■ Brief ■
Set down every entry again word for word, please, but skip the pictures.
# Start of Material provided
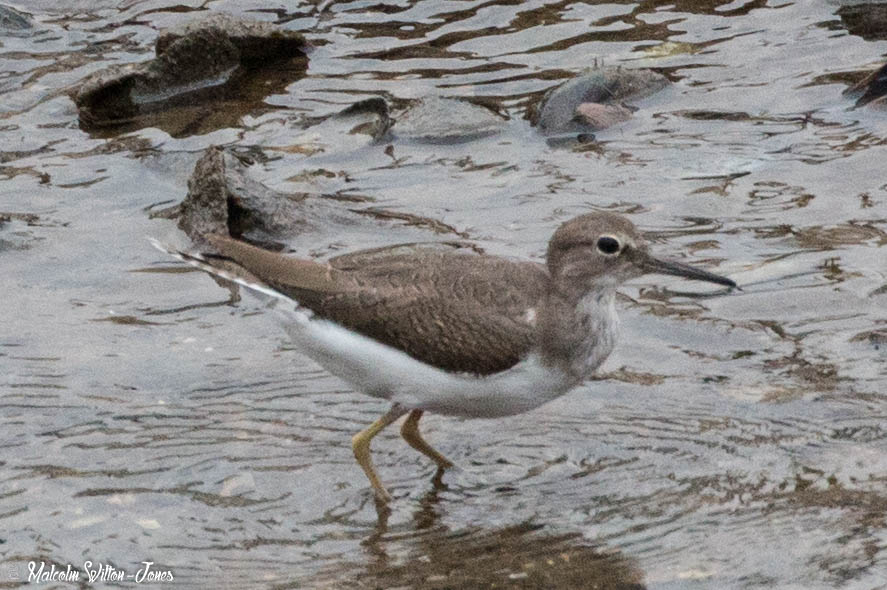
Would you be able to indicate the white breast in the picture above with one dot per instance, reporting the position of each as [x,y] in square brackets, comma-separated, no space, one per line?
[382,371]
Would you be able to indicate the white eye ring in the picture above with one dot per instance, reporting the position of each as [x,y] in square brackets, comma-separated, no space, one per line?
[608,245]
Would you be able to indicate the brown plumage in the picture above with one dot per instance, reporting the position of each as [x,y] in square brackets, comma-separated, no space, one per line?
[447,309]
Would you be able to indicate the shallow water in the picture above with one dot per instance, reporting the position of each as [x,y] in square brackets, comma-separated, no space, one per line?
[736,441]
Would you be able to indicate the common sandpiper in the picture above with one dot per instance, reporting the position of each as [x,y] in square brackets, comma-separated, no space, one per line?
[433,330]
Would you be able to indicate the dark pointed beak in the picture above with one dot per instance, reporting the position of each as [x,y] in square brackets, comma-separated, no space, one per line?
[666,267]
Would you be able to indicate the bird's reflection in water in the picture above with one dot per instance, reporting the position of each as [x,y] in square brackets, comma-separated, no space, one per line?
[430,555]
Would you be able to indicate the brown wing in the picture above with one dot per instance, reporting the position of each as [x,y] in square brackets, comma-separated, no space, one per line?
[456,311]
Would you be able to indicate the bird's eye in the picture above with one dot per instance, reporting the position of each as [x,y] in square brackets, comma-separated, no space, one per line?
[608,245]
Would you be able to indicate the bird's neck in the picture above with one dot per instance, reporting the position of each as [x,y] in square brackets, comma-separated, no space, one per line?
[577,329]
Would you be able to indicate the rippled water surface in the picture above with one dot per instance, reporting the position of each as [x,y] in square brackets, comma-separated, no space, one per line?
# End of Material provided
■ Result of the task ■
Would you be able to indicate the white breast in the picture above with one dot per instance, reporting the position of each as [x,y] in square brackets, comma-separated, no space, one per line?
[382,371]
Would you be able to indicate the white eye ring in the picture above with one dot per instance, reporting the position of each as [x,y] in square brackets, comma-separated, no space, one per line?
[608,245]
Would you be able to indicate the brown plumage in the picture above with one dot per instance, reporting the position of each as [x,y] in square brackets, comma-separated, no space, one per line?
[447,309]
Would you be able to indicate the shallow water in the picture above with one dot per instance, reporting the position of each as [x,y] in square brackets, comma-separated, no space, one per line?
[736,441]
Would you be able to indicate the common sandpiper in the picture above with one dot per instance, reporting the position of each as [x,y] in square brackets, comma-separated, no space, one per line?
[433,330]
Would you be able to indicate the dark pointed beak in the picture above with one dot per instance, reporting the position of each as [x,y] in square brackets, comma-separated, no space, one per line?
[666,267]
Would you be able to indicate the bird's reflection in water in the picture above with one dot per instance, reporting the position of each as [x,y] in square brackets, comma-separated, no space, one per line?
[430,555]
Would you be able to indicate the brown wing in the picture above with one dot per instance, reporting the position of each as [x,y] in square brackets, comma-separated, no space, one per line?
[456,311]
Would you be able to indicate the bird's eye in the picture above with one dot per instance, reporting the position of each as [x,y] in square brackets, comma-separated, no space, one per line?
[608,245]
Would you be able to indicate the bird's neck in the picture above with one dot per instance, reporting the position of each as [x,y] in square brackets, comma-separated, no space, one per line?
[577,329]
Would you be able to indicate the rippled water surface in the picture above with one dot per instance, reporting the position of each as [x,y] in square brackets, comma-separated, no space, one per line?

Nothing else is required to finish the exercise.